* _DESCRIPTION OF THE TASK_: Find the line containing "of the bare". Return it and every line after it, unchanged, up to and including the last line.

[START OF RAW DATA]

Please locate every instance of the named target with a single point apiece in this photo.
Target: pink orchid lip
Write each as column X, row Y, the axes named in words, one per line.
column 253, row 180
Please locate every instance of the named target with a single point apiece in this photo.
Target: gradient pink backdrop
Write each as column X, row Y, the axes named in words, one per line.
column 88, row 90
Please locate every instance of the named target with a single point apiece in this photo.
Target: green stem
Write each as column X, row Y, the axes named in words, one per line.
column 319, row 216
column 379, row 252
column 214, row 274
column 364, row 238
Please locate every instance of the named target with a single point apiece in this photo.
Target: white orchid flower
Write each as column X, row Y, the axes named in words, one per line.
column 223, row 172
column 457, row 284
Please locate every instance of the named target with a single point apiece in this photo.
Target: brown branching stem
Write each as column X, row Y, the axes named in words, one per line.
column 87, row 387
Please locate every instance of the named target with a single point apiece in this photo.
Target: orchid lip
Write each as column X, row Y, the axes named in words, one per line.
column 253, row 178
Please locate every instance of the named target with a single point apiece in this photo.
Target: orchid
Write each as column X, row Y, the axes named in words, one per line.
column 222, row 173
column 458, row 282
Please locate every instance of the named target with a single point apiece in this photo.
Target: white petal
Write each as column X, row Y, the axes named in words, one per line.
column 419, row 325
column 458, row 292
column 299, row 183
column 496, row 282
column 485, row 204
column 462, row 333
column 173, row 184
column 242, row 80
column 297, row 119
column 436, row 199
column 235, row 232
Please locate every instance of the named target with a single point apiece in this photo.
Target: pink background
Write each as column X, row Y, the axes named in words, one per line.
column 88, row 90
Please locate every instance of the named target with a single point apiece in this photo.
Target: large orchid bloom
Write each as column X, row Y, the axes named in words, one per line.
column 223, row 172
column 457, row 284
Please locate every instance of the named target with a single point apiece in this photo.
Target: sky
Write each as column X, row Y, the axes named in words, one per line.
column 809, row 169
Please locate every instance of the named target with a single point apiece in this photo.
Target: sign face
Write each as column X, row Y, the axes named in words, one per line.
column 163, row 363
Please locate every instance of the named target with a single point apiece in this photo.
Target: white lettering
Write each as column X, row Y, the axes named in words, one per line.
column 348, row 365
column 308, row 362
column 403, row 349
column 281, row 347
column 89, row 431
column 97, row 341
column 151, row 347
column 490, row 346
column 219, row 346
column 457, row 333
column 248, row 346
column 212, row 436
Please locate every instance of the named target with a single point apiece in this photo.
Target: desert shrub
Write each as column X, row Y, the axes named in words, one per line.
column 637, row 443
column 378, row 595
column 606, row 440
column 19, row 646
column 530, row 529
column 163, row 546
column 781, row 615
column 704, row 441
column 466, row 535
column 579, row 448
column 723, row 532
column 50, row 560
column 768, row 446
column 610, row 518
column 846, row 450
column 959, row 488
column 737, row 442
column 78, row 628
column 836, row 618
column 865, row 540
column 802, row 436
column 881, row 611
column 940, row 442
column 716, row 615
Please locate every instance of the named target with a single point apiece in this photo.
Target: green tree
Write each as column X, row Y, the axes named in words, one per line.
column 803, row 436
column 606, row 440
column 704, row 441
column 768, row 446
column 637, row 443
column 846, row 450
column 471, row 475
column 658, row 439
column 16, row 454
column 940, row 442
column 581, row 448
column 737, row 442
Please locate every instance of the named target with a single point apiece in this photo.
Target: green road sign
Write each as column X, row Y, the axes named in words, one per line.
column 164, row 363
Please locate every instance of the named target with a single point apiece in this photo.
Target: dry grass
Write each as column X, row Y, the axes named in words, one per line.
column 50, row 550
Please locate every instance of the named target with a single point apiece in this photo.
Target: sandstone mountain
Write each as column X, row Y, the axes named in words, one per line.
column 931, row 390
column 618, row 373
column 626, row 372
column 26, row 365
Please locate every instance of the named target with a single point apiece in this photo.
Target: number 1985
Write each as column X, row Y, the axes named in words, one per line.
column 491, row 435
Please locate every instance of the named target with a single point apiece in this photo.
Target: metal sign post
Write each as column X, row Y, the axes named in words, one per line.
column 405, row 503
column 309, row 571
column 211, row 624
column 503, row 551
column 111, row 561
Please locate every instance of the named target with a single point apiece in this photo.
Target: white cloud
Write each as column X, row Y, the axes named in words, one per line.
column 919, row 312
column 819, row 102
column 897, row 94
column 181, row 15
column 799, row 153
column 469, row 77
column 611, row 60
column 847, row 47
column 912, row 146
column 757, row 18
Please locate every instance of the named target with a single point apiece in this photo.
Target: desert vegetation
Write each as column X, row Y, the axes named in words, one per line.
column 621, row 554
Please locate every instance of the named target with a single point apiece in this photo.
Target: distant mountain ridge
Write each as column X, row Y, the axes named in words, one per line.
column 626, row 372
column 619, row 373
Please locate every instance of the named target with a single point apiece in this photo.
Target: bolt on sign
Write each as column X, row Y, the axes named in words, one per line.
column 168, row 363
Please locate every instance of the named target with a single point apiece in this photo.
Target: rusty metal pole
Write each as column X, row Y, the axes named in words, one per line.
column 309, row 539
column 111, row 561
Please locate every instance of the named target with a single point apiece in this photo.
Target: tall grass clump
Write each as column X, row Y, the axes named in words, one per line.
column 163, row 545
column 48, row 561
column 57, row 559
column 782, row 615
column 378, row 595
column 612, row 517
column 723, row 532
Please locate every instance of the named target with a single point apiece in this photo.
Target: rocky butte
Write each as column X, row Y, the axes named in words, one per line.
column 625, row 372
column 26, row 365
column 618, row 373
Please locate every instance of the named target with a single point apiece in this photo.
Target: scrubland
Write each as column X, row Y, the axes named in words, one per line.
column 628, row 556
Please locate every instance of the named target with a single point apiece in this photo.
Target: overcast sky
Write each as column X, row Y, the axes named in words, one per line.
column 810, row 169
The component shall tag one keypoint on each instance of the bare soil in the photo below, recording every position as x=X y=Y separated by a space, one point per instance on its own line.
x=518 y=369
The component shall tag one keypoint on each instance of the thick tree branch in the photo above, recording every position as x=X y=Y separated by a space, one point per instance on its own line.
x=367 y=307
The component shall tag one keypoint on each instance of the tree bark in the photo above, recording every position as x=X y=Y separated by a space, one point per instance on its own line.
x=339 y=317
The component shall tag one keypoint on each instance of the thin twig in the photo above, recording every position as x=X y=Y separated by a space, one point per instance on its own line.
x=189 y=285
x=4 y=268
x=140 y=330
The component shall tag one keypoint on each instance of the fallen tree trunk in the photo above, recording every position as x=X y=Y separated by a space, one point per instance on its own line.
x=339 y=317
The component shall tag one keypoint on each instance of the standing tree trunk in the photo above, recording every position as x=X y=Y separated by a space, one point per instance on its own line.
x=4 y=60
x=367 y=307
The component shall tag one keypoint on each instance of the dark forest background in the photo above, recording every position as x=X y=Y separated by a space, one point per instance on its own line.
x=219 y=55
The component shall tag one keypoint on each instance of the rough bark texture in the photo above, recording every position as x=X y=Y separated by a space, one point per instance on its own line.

[END OF RAW DATA]

* _SOLUTION TO THE EXERCISE_:
The component shall tag one keypoint on each instance of the bare soil in the photo below, recording every position as x=X y=Y separated by a space, one point per instance on its own line.
x=518 y=369
The component shall tag one keypoint on each instance of the thick tree branch in the photo above, recording every position as x=X y=Y separated by a space, one point per instance on its own line.
x=367 y=307
The component shall tag one keypoint on each instance of the tree bark in the photo above, recording every position as x=X y=Y separated by a space, one point per instance on its own line.
x=339 y=317
The component shall tag one keypoint on each instance of the thin twig in the photo above, recording every position as x=X y=Y separated by a space, one point per instance on its own line.
x=189 y=285
x=4 y=268
x=140 y=330
The component shall tag one keypoint on each instance of the fallen tree trunk in the photo above, recording every position as x=X y=Y separated by a space, one point per instance on its own line.
x=339 y=317
The component shall tag one keypoint on each instance of the standing tree trunk in the photo above, recording every position as x=X y=Y separated by a space, one point per instance on its own line.
x=4 y=60
x=367 y=307
The component shall tag one keypoint on each instance of the dark forest background in the photo above, recording every position as x=X y=Y separated by a space, one point per instance on its own line.
x=219 y=55
The component shall tag one keypoint on each instance of the rough bark texture in the photo above, recording every position as x=X y=Y separated by a space, one point per instance on its own line.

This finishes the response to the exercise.